Available data:
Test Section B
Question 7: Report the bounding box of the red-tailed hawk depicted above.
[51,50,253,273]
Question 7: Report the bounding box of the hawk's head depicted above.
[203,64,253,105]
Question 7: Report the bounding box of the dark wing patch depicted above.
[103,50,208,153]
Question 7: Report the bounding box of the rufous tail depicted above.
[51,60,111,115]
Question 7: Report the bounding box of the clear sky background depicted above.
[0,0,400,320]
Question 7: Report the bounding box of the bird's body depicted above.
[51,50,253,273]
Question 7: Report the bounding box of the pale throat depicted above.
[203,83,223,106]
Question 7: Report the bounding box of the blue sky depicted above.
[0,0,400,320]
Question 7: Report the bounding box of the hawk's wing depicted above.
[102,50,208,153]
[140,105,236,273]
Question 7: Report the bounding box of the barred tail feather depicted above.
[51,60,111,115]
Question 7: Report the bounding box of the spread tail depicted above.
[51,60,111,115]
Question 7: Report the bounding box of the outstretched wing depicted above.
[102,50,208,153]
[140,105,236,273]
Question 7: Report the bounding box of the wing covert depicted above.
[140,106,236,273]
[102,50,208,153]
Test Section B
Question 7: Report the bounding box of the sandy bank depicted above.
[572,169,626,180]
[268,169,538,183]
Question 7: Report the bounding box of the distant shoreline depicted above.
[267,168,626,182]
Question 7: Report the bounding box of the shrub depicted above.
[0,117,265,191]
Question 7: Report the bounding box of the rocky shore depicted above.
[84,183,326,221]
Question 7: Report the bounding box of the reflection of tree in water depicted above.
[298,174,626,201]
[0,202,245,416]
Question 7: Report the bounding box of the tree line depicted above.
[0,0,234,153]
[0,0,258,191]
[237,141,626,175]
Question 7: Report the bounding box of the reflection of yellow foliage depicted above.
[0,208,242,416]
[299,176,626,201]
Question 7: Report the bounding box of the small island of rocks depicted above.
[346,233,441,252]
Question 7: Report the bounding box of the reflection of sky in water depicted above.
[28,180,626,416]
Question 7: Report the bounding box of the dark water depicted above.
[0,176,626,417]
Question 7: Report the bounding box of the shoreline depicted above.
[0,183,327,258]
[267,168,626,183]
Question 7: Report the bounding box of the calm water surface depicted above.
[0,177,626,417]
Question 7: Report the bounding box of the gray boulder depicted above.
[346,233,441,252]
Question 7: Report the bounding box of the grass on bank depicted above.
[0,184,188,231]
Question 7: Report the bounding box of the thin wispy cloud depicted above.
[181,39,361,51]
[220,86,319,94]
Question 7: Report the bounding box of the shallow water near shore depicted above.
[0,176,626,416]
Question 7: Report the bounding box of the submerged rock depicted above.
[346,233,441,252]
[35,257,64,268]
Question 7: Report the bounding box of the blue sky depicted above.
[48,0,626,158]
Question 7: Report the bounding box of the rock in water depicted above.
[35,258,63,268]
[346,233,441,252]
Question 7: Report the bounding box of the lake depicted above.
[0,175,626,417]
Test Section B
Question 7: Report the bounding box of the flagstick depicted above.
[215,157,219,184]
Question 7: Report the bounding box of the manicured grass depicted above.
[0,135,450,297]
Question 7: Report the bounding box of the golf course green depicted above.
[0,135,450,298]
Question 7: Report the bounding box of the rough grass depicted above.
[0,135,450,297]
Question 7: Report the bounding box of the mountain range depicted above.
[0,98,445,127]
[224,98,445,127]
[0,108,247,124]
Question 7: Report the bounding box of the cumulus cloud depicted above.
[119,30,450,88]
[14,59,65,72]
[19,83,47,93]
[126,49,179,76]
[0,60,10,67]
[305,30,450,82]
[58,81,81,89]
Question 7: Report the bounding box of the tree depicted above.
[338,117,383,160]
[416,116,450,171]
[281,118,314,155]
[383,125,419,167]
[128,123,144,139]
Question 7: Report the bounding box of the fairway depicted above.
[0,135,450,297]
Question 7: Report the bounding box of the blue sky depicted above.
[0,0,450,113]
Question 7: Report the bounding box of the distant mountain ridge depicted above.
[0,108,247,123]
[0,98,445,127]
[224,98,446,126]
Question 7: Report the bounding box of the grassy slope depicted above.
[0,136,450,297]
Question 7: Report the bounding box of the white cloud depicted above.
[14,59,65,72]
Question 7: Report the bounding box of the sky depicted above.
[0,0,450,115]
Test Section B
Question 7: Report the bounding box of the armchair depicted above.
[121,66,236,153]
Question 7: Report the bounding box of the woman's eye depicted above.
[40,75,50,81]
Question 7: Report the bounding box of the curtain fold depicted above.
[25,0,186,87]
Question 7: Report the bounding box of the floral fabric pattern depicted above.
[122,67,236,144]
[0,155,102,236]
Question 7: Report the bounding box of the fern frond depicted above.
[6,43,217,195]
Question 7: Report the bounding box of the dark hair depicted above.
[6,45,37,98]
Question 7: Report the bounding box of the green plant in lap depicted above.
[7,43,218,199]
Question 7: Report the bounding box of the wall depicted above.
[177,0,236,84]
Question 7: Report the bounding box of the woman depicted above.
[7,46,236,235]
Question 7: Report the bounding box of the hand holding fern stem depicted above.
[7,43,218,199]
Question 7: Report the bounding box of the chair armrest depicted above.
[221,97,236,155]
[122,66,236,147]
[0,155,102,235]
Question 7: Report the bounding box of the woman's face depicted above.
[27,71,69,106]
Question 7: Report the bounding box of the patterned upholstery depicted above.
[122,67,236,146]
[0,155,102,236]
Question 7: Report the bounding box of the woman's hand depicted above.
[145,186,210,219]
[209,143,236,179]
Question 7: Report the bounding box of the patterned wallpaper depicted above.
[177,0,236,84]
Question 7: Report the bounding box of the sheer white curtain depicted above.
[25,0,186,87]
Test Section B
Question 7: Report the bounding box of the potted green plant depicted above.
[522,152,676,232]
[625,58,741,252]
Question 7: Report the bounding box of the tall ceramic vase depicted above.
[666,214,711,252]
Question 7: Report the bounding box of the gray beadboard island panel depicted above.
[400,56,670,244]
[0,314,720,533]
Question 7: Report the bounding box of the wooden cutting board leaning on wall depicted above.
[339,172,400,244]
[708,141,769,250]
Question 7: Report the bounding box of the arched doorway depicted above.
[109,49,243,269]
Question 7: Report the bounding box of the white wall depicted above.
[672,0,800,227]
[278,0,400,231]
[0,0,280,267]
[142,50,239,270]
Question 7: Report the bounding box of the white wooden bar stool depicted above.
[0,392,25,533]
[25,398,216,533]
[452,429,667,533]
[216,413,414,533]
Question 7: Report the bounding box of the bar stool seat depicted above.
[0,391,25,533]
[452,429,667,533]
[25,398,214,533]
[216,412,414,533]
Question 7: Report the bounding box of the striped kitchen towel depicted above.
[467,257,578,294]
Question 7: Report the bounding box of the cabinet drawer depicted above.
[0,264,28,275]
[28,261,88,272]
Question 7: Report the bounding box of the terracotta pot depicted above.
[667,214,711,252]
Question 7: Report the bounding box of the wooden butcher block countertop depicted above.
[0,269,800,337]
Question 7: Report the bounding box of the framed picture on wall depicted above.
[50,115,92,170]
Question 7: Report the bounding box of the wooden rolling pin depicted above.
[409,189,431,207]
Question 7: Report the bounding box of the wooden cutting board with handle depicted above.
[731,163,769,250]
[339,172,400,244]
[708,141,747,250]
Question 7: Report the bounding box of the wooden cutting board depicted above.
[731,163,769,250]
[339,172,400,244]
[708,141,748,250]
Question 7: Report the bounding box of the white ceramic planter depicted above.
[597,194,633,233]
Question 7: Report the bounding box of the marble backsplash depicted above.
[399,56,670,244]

Set task: Put the lines above into a Markdown table with the columns Row and Line, one numbered row per line, leaving out any blank lines.

Reply:
| Row | Line |
|---|---|
| 1 | Test Section B |
| 2 | Question 7: Report the bounding box of the red-tailed hawk depicted above. |
| 3 | [51,50,253,273] |
| 4 | Question 7: Report the bounding box of the hawk's head depicted above. |
| 5 | [203,64,253,105] |
| 6 | Question 7: Report the bounding box of the dark wing patch depicted above. |
| 7 | [103,50,208,153] |
| 8 | Question 7: Report the bounding box of the rufous tail depicted above. |
| 9 | [51,60,111,115] |
| 10 | Question 7: Report the bounding box of the clear sky background depicted above. |
| 11 | [0,0,400,320] |
| 12 | Question 7: Report the bounding box of the bird's body depicted above. |
| 13 | [51,50,253,273] |
| 14 | Question 7: Report the bounding box of the pale throat depicted above. |
| 15 | [203,83,223,106] |
| 16 | Question 7: Report the bounding box of the blue sky depicted above. |
| 17 | [0,0,400,320] |
| 18 | Question 7: Report the bounding box of the hawk's wing depicted above. |
| 19 | [102,50,208,153] |
| 20 | [140,105,236,273] |
| 21 | Question 7: Report the bounding box of the barred tail feather depicted above. |
| 22 | [51,60,111,115] |
| 23 | Question 7: Report the bounding box of the spread tail depicted above. |
| 24 | [51,60,111,115] |
| 25 | Question 7: Report the bounding box of the outstretched wing depicted above. |
| 26 | [102,50,208,153] |
| 27 | [140,105,236,273] |
| 28 | Question 7: Report the bounding box of the wing covert depicted above. |
| 29 | [140,106,236,273] |
| 30 | [102,50,208,153] |
| 31 | Test Section B |
| 32 | Question 7: Report the bounding box of the sandy bank depicted above. |
| 33 | [572,169,626,180] |
| 34 | [268,169,538,183] |
| 35 | Question 7: Report the bounding box of the distant shoreline depicted above. |
| 36 | [267,168,626,182] |
| 37 | Question 7: Report the bounding box of the shrub depicted above. |
| 38 | [0,117,265,191] |
| 39 | Question 7: Report the bounding box of the rocky shore depicted above. |
| 40 | [84,183,326,221] |
| 41 | Question 7: Report the bounding box of the reflection of tree in water depicted above. |
| 42 | [298,174,626,201] |
| 43 | [0,202,245,416] |
| 44 | Question 7: Report the bounding box of the tree line depicted above. |
| 45 | [0,0,234,153] |
| 46 | [0,0,258,191] |
| 47 | [237,141,626,175] |
| 48 | Question 7: Report the bounding box of the reflection of yellow foliage depicted above. |
| 49 | [0,208,242,416] |
| 50 | [299,176,626,201] |
| 51 | Question 7: Report the bounding box of the small island of rocks depicted above. |
| 52 | [346,233,441,252] |
| 53 | Question 7: Report the bounding box of the reflection of sky in water depicted above. |
| 54 | [28,180,626,416] |
| 55 | Question 7: Report the bounding box of the dark water depicted above. |
| 56 | [0,176,626,417] |
| 57 | Question 7: Report the bounding box of the shoreline depicted above. |
| 58 | [0,183,327,258] |
| 59 | [267,168,626,183] |
| 60 | Question 7: Report the bounding box of the calm water surface depicted above. |
| 61 | [0,177,626,417] |
| 62 | Question 7: Report the bounding box of the gray boulder depicted above. |
| 63 | [346,233,441,252] |
| 64 | Question 7: Report the bounding box of the grass on bank depicted above. |
| 65 | [0,184,188,231] |
| 66 | Question 7: Report the bounding box of the thin wispy cloud depicted above. |
| 67 | [181,39,361,51] |
| 68 | [220,86,319,94] |
| 69 | Question 7: Report the bounding box of the shallow water near shore depicted above. |
| 70 | [0,176,626,416] |
| 71 | Question 7: Report the bounding box of the submerged rock depicted above. |
| 72 | [346,233,441,252] |
| 73 | [35,257,64,268] |
| 74 | Question 7: Report the bounding box of the blue sky depicted above. |
| 75 | [48,0,626,158] |
| 76 | Question 7: Report the bounding box of the rock in water depicted above. |
| 77 | [35,258,63,268] |
| 78 | [346,233,441,252] |
| 79 | Question 7: Report the bounding box of the lake depicted above. |
| 80 | [0,175,626,417] |
| 81 | Test Section B |
| 82 | Question 7: Report the bounding box of the flagstick depicted above. |
| 83 | [215,157,219,184] |
| 84 | Question 7: Report the bounding box of the manicured grass depicted above. |
| 85 | [0,135,450,297] |
| 86 | Question 7: Report the bounding box of the golf course green depicted above. |
| 87 | [0,135,450,298] |
| 88 | Question 7: Report the bounding box of the rough grass depicted above. |
| 89 | [0,135,450,297] |
| 90 | Question 7: Report the bounding box of the mountain range depicted above. |
| 91 | [0,98,445,127] |
| 92 | [224,98,445,127] |
| 93 | [0,108,247,124] |
| 94 | Question 7: Report the bounding box of the cumulus cloud depicted above. |
| 95 | [119,30,450,88] |
| 96 | [14,59,65,72] |
| 97 | [19,83,47,93] |
| 98 | [126,49,179,76] |
| 99 | [0,60,10,67] |
| 100 | [305,30,450,82] |
| 101 | [58,81,81,89] |
| 102 | Question 7: Report the bounding box of the tree depicted above. |
| 103 | [338,117,383,160] |
| 104 | [416,116,450,171] |
| 105 | [281,118,314,155] |
| 106 | [383,125,419,167] |
| 107 | [128,123,144,139] |
| 108 | Question 7: Report the bounding box of the fairway depicted above. |
| 109 | [0,135,450,297] |
| 110 | Question 7: Report the bounding box of the blue sky depicted above. |
| 111 | [0,0,450,113] |
| 112 | Question 7: Report the bounding box of the distant mountain ridge depicted above. |
| 113 | [0,108,247,123] |
| 114 | [0,98,445,127] |
| 115 | [224,98,446,126] |
| 116 | Question 7: Report the bounding box of the grassy slope depicted above. |
| 117 | [0,136,450,297] |
| 118 | Question 7: Report the bounding box of the white cloud depicted above. |
| 119 | [14,59,65,72] |
| 120 | Question 7: Report the bounding box of the sky depicted above. |
| 121 | [0,0,450,115] |
| 122 | Test Section B |
| 123 | Question 7: Report the bounding box of the armchair depicted above. |
| 124 | [121,66,236,153] |
| 125 | Question 7: Report the bounding box of the woman's eye depicted above. |
| 126 | [40,75,50,81] |
| 127 | Question 7: Report the bounding box of the curtain fold depicted above. |
| 128 | [25,0,186,87] |
| 129 | Question 7: Report the bounding box of the floral fabric pattern depicted above. |
| 130 | [122,67,236,144] |
| 131 | [0,155,102,236] |
| 132 | Question 7: Report the bounding box of the fern frond depicted above. |
| 133 | [6,43,217,195] |
| 134 | Question 7: Report the bounding box of the dark hair depicted above. |
| 135 | [6,45,37,98] |
| 136 | Question 7: Report the bounding box of the green plant in lap depicted above. |
| 137 | [7,43,218,199] |
| 138 | Question 7: Report the bounding box of the wall depicted above. |
| 139 | [177,0,236,84] |
| 140 | Question 7: Report the bounding box of the woman depicted above. |
| 141 | [7,46,236,235] |
| 142 | Question 7: Report the bounding box of the hand holding fern stem depicted above. |
| 143 | [7,43,218,199] |
| 144 | Question 7: Report the bounding box of the chair armrest depicted above. |
| 145 | [221,97,236,155] |
| 146 | [122,66,236,147] |
| 147 | [0,155,102,235] |
| 148 | Question 7: Report the bounding box of the woman's face depicted above. |
| 149 | [27,71,69,106] |
| 150 | Question 7: Report the bounding box of the patterned upholstery depicted above. |
| 151 | [122,67,236,146] |
| 152 | [0,155,102,236] |
| 153 | Question 7: Report the bounding box of the woman's hand depicted above. |
| 154 | [145,186,210,219] |
| 155 | [209,143,236,179] |
| 156 | Question 7: Report the bounding box of the patterned wallpaper depicted above. |
| 157 | [177,0,236,84] |
| 158 | Question 7: Report the bounding box of the sheer white curtain depicted above. |
| 159 | [25,0,186,87] |
| 160 | Test Section B |
| 161 | Question 7: Report the bounding box of the potted green plant depicted above. |
| 162 | [522,152,676,232] |
| 163 | [625,58,741,252] |
| 164 | Question 7: Report the bounding box of the tall ceramic vase depicted above. |
| 165 | [666,214,711,252] |
| 166 | Question 7: Report the bounding box of the gray beadboard island panel depicted above. |
| 167 | [400,56,670,244] |
| 168 | [0,314,720,533] |
| 169 | Question 7: Report the bounding box of the wooden cutting board leaning on wall depicted above. |
| 170 | [339,172,400,244] |
| 171 | [708,141,769,250] |
| 172 | Question 7: Report the bounding box of the arched doorway depicted above. |
| 173 | [109,49,243,269] |
| 174 | Question 7: Report the bounding box of the white wall depicted above. |
| 175 | [672,0,800,227] |
| 176 | [278,0,400,231] |
| 177 | [0,0,280,267] |
| 178 | [142,50,239,270] |
| 179 | Question 7: Report the bounding box of the white wooden bar stool depicted above. |
| 180 | [0,392,25,533] |
| 181 | [25,398,216,533] |
| 182 | [452,429,667,533] |
| 183 | [216,413,414,533] |
| 184 | Question 7: Report the bounding box of the bar stool seat depicted above. |
| 185 | [0,391,25,533] |
| 186 | [452,429,667,533] |
| 187 | [25,398,214,533] |
| 188 | [216,412,414,533] |
| 189 | Question 7: Report the bounding box of the striped kitchen towel depicted above. |
| 190 | [467,257,578,294] |
| 191 | Question 7: Report the bounding box of the cabinet drawer depicted above. |
| 192 | [0,264,28,275] |
| 193 | [28,261,88,272] |
| 194 | Question 7: Report the bounding box of the terracotta pot depicted above. |
| 195 | [667,214,711,252] |
| 196 | Question 7: Report the bounding box of the wooden butcher block countertop depicted above. |
| 197 | [0,269,800,337] |
| 198 | Question 7: Report the bounding box of the framed picture on wall depicted above. |
| 199 | [50,115,92,170] |
| 200 | Question 7: Report the bounding box of the wooden rolling pin depicted above. |
| 201 | [409,189,431,207] |
| 202 | Question 7: Report the bounding box of the wooden cutting board with handle depicted above. |
| 203 | [731,163,769,250] |
| 204 | [339,172,400,244] |
| 205 | [708,141,747,250] |
| 206 | Question 7: Report the bounding box of the wooden cutting board depicted above. |
| 207 | [731,163,769,250] |
| 208 | [339,172,400,244] |
| 209 | [708,141,748,250] |
| 210 | Question 7: Report the bounding box of the white ceramic planter depicted above. |
| 211 | [597,194,633,233] |
| 212 | Question 7: Report the bounding box of the marble backsplash depicted above. |
| 213 | [399,56,670,244] |